[Start Input data]

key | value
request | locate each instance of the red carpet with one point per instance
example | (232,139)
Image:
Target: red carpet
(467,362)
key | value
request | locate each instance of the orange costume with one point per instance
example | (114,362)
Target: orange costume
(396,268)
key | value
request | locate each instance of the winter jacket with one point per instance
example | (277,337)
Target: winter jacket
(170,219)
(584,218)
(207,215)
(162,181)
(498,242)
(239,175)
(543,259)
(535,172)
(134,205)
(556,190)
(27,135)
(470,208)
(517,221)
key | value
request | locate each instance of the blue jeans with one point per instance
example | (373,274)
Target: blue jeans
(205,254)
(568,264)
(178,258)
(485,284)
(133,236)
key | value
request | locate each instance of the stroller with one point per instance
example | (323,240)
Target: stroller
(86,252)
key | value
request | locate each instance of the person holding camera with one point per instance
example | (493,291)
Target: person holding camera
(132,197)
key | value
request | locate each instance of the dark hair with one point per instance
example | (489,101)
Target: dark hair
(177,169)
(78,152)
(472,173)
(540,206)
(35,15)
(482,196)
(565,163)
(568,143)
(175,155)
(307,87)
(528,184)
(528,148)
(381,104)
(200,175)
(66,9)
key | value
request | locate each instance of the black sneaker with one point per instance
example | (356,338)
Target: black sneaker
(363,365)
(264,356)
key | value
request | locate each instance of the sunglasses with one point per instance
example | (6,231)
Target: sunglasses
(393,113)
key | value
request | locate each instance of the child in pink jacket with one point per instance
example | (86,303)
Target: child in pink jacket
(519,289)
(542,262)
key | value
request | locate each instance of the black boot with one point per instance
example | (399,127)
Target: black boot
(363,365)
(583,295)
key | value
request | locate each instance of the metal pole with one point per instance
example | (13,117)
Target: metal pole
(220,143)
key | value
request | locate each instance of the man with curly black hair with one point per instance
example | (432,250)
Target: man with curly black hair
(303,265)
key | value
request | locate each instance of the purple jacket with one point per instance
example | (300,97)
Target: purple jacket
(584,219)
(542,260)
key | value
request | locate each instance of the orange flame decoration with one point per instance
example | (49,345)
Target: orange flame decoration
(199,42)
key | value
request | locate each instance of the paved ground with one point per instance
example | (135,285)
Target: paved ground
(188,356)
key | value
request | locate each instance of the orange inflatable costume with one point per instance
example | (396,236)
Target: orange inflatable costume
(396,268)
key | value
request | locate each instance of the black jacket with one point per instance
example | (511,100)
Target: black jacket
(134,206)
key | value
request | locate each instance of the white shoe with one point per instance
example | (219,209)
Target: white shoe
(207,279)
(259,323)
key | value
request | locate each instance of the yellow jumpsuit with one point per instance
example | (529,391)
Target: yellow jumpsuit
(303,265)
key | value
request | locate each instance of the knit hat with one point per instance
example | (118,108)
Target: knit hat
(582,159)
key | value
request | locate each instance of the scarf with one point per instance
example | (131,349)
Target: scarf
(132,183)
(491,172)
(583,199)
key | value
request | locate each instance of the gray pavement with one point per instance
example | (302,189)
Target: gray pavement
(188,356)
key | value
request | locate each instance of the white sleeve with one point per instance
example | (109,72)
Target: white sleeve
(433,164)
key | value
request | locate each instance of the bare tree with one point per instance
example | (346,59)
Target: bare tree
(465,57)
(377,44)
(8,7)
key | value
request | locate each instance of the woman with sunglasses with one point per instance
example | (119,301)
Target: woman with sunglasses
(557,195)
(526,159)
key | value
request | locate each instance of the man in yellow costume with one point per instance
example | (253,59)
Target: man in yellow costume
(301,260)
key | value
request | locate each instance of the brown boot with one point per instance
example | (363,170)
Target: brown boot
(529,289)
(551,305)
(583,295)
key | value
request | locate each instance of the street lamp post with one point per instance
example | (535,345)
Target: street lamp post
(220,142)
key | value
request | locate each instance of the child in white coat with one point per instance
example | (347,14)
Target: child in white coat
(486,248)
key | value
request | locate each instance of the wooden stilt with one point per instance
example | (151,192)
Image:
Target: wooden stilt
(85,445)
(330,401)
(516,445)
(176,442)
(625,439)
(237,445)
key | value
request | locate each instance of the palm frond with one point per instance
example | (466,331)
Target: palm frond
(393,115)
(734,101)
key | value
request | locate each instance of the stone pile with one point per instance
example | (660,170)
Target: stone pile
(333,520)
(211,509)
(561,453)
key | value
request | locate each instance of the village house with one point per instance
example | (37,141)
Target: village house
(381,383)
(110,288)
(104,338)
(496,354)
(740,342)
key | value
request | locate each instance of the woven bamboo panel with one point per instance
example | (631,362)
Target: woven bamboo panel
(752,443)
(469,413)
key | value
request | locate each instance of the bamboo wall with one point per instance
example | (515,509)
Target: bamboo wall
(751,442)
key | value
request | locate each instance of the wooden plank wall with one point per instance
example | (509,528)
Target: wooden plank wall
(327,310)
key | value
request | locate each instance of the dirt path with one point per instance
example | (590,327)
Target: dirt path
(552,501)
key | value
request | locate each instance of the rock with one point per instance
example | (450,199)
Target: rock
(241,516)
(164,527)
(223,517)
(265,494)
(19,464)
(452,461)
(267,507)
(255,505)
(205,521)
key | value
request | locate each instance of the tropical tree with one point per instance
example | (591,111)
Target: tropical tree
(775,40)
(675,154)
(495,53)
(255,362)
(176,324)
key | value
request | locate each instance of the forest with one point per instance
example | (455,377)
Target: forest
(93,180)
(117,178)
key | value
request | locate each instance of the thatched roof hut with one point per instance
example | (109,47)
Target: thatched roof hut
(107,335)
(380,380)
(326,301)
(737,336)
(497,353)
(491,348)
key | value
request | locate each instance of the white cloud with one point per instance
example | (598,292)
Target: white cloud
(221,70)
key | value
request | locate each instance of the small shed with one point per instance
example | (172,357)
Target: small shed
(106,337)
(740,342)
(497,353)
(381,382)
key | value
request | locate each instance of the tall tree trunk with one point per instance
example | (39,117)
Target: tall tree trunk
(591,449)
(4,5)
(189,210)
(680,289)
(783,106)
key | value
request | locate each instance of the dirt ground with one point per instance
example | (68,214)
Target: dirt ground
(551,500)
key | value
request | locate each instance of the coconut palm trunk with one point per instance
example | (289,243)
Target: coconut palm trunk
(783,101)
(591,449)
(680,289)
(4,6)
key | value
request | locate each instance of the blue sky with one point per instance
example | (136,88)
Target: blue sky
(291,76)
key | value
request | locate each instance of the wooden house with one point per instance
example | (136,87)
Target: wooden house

[End Input data]

Instruction:
Pick out every line in the rows above that contains the word "carpet" and copy each of those lines.

Solution for this exercise:
request | locate each instance of the red carpet with one point per instance
Target: red carpet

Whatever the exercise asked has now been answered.